** Directions for this task **
Can you repeat all of the items below word for word, leaving the pictures out of your answer?

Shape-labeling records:
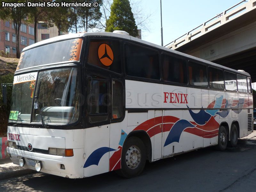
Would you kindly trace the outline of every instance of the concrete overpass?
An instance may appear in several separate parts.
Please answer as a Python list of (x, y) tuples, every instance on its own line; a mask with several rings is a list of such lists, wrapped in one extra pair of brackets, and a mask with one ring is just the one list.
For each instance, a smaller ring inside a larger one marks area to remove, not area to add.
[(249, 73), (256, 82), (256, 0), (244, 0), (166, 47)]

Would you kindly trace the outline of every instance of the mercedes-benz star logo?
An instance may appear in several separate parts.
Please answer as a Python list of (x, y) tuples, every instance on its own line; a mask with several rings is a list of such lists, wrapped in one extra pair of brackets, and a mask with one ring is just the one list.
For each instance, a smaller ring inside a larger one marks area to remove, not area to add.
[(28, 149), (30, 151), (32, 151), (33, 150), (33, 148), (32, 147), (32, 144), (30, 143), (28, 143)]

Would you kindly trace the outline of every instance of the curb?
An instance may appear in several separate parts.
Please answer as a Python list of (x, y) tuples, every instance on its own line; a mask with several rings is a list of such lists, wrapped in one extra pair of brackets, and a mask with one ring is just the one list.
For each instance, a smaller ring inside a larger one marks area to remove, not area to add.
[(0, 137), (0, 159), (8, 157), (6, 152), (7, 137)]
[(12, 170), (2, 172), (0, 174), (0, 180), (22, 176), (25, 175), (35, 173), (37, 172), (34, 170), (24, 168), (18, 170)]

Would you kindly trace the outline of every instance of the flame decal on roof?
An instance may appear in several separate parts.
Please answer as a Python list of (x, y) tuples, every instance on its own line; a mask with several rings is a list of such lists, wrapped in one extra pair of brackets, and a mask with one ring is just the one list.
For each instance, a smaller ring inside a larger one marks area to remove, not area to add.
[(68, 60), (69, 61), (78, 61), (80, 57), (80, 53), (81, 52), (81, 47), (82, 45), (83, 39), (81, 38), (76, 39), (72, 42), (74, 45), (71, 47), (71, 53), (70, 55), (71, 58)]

** Task answer **
Would you kindly trace the outline of every instance of the concrete overpass?
An instance may appear in several separate parts.
Please answer as a Python list of (x, y) tuples, every instance on its own line; a mask with several rings is a list of such lists, wrapped in one extra pair of brackets, and a mask with one ring is just the one list.
For each instance, a smaller ring inside a larger one marks area to remove, not area to add.
[(249, 73), (256, 82), (256, 0), (244, 0), (166, 47)]

Would you kindly trace the outline of every instance of the mercedes-benz star logo?
An instance may appear in several separate parts.
Please answer as a Python list of (x, y) tuples, every instance on its own line; a mask with several rings is a list of such lists, wrapped in one extra pair of brackets, and a mask with one ring is just the one list.
For each instance, a smaller ring inside a larger one marks area to remove, not area to add.
[(28, 149), (30, 151), (32, 151), (33, 150), (33, 148), (32, 147), (32, 144), (30, 143), (28, 143)]

Would you kindly trace the outline of every instance of the curb?
An instance may appear in several separate parts.
Please answer as a Python list of (x, y) tuples, every instance on its own line; a mask with several rings is a list of such lists, wrapped in one extra pair of brackets, and a mask with one ring is just the one list.
For each instance, a smaller ring inside a larger one marks area to remove, not area to add.
[(0, 137), (0, 159), (8, 157), (6, 152), (7, 137)]
[(12, 170), (2, 172), (0, 174), (0, 180), (22, 176), (25, 175), (35, 173), (37, 172), (34, 170), (24, 168), (18, 170)]

Would you kindly trace the outline of every instance of the flame decal on roof?
An instance may appear in several separate parts.
Please answer as a Python list of (x, y) tuples, every instance on its own line; a mask with several rings is a list of such lists, wrapped in one extra pair of brackets, and a mask with one ring is just the one list.
For each instance, a smaller ring inside a larger one marks area to remove, not area to add.
[(68, 60), (69, 61), (78, 61), (80, 57), (80, 53), (81, 52), (81, 47), (82, 45), (83, 39), (81, 38), (76, 39), (72, 42), (74, 45), (71, 47), (71, 53), (70, 55), (71, 58)]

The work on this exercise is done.